▸ YOUR GOAL
Revise the data from the line containing "Exercise. Mark the climber in the" through the end, replacing "climber" with "climbing rope" and leaving all else unchanged.
□ □ □
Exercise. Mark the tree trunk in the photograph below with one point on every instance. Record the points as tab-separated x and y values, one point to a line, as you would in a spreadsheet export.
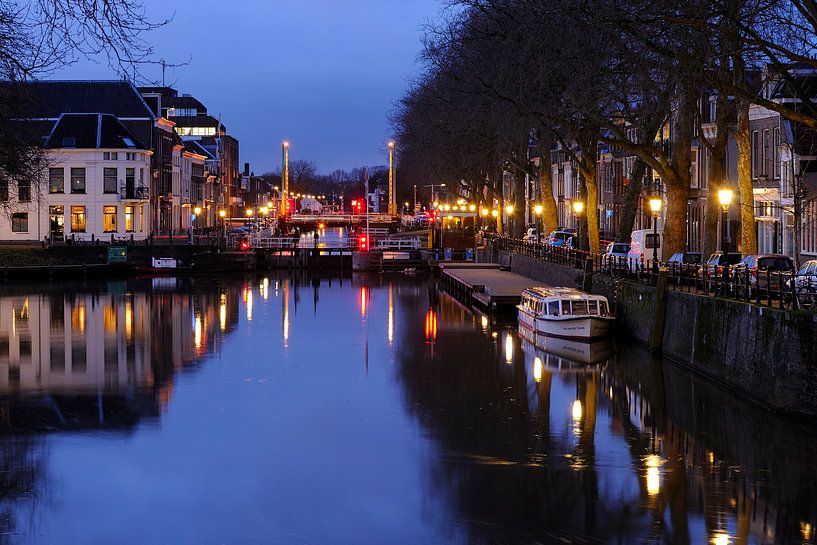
717	177
550	214
631	196
675	224
518	216
591	209
748	235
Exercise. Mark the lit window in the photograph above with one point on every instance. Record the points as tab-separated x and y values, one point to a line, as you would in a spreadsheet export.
77	180
56	180
24	191
78	219
109	219
129	219
109	180
19	222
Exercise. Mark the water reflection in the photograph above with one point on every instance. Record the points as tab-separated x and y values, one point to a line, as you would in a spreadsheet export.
572	441
390	410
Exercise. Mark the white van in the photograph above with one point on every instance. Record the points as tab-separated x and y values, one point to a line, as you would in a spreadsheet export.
642	243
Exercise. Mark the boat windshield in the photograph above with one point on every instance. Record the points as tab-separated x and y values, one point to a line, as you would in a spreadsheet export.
578	307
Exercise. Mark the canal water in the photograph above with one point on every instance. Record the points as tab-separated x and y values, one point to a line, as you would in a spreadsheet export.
364	410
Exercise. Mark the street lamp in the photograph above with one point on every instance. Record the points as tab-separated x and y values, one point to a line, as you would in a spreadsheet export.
578	208
655	207
537	210
392	192
223	215
725	199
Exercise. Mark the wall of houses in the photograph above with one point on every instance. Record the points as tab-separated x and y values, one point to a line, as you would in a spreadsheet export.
84	194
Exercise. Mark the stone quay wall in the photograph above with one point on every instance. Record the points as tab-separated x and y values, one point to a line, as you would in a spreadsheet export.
764	354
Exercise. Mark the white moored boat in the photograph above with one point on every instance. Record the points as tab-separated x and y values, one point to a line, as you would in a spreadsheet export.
565	312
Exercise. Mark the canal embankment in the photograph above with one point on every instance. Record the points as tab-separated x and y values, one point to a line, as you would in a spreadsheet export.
767	355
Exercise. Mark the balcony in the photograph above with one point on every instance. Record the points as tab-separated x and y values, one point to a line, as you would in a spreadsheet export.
134	193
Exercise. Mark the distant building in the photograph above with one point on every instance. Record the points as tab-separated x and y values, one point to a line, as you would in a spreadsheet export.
208	136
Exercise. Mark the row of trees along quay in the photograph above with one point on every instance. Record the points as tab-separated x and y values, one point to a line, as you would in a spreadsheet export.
507	82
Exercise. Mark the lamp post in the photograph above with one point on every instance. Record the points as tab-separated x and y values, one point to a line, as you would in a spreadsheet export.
193	218
578	209
655	207
508	213
725	199
392	193
284	176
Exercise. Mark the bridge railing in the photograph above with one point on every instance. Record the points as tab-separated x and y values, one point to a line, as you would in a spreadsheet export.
397	244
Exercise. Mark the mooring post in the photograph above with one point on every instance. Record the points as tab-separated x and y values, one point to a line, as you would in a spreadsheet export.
657	341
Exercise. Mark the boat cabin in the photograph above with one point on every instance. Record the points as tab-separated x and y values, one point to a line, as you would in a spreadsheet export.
563	302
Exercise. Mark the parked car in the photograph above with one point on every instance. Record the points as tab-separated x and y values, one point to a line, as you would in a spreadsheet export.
644	243
614	257
804	284
683	266
712	271
761	271
560	236
532	235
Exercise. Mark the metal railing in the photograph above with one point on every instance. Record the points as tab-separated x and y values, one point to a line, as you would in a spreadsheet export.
777	289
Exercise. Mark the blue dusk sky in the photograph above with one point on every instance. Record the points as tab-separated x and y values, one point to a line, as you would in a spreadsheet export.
323	74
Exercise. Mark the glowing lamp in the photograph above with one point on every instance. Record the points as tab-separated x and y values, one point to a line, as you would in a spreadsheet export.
725	198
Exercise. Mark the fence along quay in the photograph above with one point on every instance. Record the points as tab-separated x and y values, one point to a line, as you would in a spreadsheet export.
761	343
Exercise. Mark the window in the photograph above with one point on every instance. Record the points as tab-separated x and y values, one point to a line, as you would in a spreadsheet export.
109	219
109	180
694	169
19	222
77	180
25	346
130	178
755	155
78	219
766	156
129	219
56	180
24	191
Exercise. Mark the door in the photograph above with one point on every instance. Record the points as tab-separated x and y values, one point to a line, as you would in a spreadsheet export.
56	218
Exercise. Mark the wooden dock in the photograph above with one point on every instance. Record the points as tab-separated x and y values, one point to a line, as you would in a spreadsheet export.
485	285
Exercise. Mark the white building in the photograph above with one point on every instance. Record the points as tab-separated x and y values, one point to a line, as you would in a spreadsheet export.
96	186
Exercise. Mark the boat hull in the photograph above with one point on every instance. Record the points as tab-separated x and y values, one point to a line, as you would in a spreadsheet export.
573	327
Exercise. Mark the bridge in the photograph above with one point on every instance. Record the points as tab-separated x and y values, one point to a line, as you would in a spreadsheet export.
340	219
345	244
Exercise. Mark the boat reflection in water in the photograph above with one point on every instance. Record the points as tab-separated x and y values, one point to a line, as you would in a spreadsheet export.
564	353
547	441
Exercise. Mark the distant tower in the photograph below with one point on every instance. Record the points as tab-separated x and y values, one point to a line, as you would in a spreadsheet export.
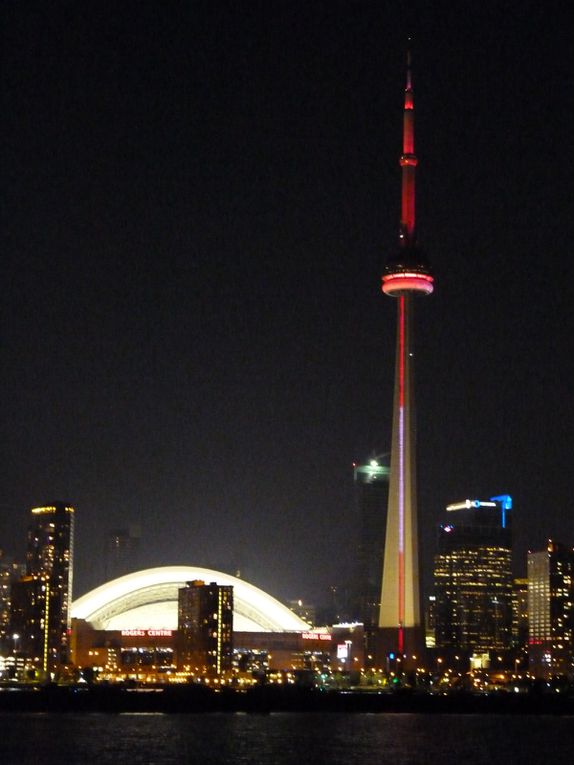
551	611
205	628
473	578
41	599
121	555
406	275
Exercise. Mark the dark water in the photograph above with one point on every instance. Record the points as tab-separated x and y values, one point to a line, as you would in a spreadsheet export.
285	739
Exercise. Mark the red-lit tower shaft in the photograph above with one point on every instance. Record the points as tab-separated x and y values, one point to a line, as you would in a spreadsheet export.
404	276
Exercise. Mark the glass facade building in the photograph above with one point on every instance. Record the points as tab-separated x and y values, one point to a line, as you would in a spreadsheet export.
205	628
473	577
551	611
41	599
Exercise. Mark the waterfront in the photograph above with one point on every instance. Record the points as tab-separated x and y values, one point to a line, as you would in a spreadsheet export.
284	739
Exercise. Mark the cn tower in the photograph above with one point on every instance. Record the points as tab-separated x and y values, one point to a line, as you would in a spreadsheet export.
406	275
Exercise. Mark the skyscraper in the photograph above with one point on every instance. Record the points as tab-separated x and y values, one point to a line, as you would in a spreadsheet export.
551	611
121	555
41	599
406	275
205	627
473	578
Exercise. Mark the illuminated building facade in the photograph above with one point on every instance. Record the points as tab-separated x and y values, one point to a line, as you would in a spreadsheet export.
372	497
40	609
551	611
10	572
473	577
407	274
205	627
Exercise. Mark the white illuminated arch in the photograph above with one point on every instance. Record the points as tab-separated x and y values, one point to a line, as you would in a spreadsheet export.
148	600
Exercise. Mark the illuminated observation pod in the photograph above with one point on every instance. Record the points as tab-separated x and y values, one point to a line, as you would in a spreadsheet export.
407	272
407	281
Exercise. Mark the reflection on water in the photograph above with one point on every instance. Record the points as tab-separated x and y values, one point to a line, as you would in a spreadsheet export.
285	739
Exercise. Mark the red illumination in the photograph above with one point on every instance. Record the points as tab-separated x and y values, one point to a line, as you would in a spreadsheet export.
407	282
402	350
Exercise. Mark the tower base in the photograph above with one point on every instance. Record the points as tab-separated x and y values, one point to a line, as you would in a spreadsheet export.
385	645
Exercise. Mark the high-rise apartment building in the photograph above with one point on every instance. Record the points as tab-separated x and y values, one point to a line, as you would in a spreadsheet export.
205	628
520	613
10	571
473	578
41	599
551	611
121	554
371	497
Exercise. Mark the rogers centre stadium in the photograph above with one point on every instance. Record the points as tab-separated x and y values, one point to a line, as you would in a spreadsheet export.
148	600
129	626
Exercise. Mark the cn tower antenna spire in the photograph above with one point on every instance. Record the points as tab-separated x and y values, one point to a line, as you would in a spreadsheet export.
408	163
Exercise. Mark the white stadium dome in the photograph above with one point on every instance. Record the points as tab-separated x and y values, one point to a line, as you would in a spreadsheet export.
148	600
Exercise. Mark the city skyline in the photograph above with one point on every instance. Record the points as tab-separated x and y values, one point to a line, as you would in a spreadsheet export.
196	211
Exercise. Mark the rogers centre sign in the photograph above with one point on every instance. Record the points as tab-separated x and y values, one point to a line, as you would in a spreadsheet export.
147	633
316	635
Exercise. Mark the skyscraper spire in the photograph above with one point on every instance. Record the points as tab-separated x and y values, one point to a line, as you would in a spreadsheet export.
406	274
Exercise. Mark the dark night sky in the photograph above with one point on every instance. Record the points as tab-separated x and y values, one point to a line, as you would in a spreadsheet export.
197	201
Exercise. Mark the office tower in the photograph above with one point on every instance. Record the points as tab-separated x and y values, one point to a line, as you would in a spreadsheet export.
41	599
372	497
551	611
121	555
306	611
407	275
205	628
473	577
9	573
520	613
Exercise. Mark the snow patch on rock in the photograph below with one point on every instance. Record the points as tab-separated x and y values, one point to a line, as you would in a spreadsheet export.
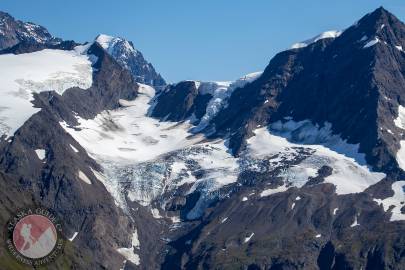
83	177
350	173
327	34
40	153
23	75
397	201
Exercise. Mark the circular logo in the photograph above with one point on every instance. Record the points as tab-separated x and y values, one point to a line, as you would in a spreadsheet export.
33	236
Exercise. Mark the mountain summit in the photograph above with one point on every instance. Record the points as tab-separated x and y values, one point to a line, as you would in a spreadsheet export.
13	32
300	166
127	56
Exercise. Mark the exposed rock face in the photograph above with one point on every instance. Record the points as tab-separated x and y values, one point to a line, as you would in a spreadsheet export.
127	56
56	182
180	101
13	32
284	201
341	81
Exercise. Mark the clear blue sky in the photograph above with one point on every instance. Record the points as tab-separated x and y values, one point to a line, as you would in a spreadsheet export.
202	40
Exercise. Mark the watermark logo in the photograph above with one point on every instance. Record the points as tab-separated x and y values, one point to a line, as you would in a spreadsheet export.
34	236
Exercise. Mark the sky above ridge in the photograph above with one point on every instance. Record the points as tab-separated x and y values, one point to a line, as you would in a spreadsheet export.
211	40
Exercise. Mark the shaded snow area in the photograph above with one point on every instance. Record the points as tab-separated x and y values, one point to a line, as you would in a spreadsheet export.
83	177
73	236
220	92
129	253
24	74
247	239
400	122
371	42
327	34
285	141
40	153
355	222
396	202
108	43
142	158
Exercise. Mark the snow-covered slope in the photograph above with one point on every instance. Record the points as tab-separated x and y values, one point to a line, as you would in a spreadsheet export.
220	92
349	171
127	56
327	34
24	74
143	157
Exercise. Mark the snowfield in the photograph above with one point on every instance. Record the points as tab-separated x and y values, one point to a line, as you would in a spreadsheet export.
327	34
350	173
24	74
143	158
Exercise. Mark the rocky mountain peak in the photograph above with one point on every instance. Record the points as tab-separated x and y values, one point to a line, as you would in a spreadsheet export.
124	52
13	32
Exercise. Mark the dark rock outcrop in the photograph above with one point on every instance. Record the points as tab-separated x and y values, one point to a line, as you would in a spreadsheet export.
12	32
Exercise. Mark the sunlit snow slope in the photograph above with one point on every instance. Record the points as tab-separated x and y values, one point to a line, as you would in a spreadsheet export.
24	74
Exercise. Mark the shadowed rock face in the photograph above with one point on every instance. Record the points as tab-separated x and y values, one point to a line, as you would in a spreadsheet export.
124	52
341	81
180	101
356	89
55	184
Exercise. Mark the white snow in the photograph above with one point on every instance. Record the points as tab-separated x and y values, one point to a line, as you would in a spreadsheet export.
155	213
220	91
397	201
129	253
73	236
355	223
108	43
84	177
24	74
371	43
131	147
350	173
400	122
327	34
74	148
40	153
247	239
127	135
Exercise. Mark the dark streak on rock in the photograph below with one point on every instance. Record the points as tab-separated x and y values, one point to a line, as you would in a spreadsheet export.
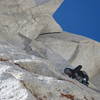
69	96
20	66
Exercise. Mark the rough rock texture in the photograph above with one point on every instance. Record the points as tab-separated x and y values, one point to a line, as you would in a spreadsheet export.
34	52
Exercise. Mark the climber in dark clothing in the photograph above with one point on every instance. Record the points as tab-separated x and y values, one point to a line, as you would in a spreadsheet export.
77	74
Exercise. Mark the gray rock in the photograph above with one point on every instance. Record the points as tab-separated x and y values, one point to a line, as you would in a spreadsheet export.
34	53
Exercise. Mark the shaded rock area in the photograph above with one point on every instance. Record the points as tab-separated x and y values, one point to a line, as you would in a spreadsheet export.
34	53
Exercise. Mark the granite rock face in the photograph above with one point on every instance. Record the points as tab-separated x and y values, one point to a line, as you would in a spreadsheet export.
34	52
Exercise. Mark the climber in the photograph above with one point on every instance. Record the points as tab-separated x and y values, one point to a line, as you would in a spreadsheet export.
78	74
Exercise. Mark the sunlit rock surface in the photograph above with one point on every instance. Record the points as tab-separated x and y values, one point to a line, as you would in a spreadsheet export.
□ □ □
▸ TASK SOLUTION
Exercise. Mark the climbing rope in the photograph above with one point on every instance. Record the points as tab-separated x and y values, one point to a line, as you would in a spreadsheet export.
78	74
Exercise. Mark the sunlit rock surface in the photograph above with one point on every instance. Record the points as tab-separated x and y values, one point to a line, as you would in a spreadsheet export.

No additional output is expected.